## Exercise description
Would you transcribe all of the data exactly, down to the last character?

## Information
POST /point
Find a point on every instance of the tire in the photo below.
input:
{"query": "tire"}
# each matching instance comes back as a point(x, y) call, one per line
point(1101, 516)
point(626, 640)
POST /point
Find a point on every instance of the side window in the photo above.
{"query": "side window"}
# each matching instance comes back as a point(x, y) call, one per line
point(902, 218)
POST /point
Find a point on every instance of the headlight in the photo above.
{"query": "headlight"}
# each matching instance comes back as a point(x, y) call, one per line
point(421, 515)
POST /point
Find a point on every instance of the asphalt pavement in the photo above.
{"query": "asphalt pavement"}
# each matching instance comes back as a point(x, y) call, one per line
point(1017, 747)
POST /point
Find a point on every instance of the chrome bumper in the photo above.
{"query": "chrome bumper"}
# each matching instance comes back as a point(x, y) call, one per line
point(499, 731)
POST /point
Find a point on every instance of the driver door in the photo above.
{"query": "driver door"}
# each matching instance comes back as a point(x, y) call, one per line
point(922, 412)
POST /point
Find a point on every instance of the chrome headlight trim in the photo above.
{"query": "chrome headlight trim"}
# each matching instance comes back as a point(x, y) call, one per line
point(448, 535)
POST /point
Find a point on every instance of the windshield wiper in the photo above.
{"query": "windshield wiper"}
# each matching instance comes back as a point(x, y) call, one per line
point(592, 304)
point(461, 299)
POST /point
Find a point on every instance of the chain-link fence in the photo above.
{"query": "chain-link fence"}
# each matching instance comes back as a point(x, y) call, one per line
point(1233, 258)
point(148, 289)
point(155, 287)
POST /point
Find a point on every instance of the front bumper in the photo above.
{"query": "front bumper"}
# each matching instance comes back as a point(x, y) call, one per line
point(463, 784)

## Written response
POST /point
Find a point on every instance of the tire in the photo below.
input:
{"query": "tire"}
# each matching instance comes back as a point(x, y) call, one per line
point(1101, 516)
point(626, 640)
POST /point
Find a point on every instance of the side window in the photo above.
{"query": "side window"}
# each matching instance comes back as a point(x, y) call, one per line
point(902, 218)
POST /point
Find a point on every instance of the headlight in the photo above.
{"query": "headlight"}
# each matching instance comes back as a point(x, y) call, one per line
point(421, 515)
POST /point
Find a point on every instance of the asphalt pavement in the photo above.
{"query": "asphalt pavement"}
# each matching instance comes back as a point(x, y) call, one per line
point(1017, 747)
POST /point
Find a point on every instance of the chrome bumper in the photo above.
{"query": "chrome bumper"}
# each matching instance comes back as a point(x, y) call, one per line
point(499, 731)
POST /point
Find a point on every instance of the driver door in the photo above.
{"query": "driver door"}
# each matching instance comes back as a point(x, y) call, one per line
point(922, 412)
POST /point
Find a point on every instance of the chrome headlight trim in the photo above.
{"query": "chrome headlight trim"}
# each matching instance comes back as a point(x, y) call, one per line
point(448, 535)
POST /point
Find a point on every instance of the windshield wiper in the photo above.
{"query": "windshield wiper"}
# each matching instance comes back as a point(x, y) call, one per line
point(592, 304)
point(461, 299)
POST /point
Find a point on every instance of the chain-link fence in the photo above.
{"query": "chain-link fence"}
# each matching instance comes back as a point(x, y) call, one per line
point(1233, 258)
point(148, 289)
point(155, 287)
POST /point
Find a point on every instance of the front bumper in the photo above.
{"query": "front bumper"}
# each matching instance comes back as a point(x, y) call, one per line
point(463, 784)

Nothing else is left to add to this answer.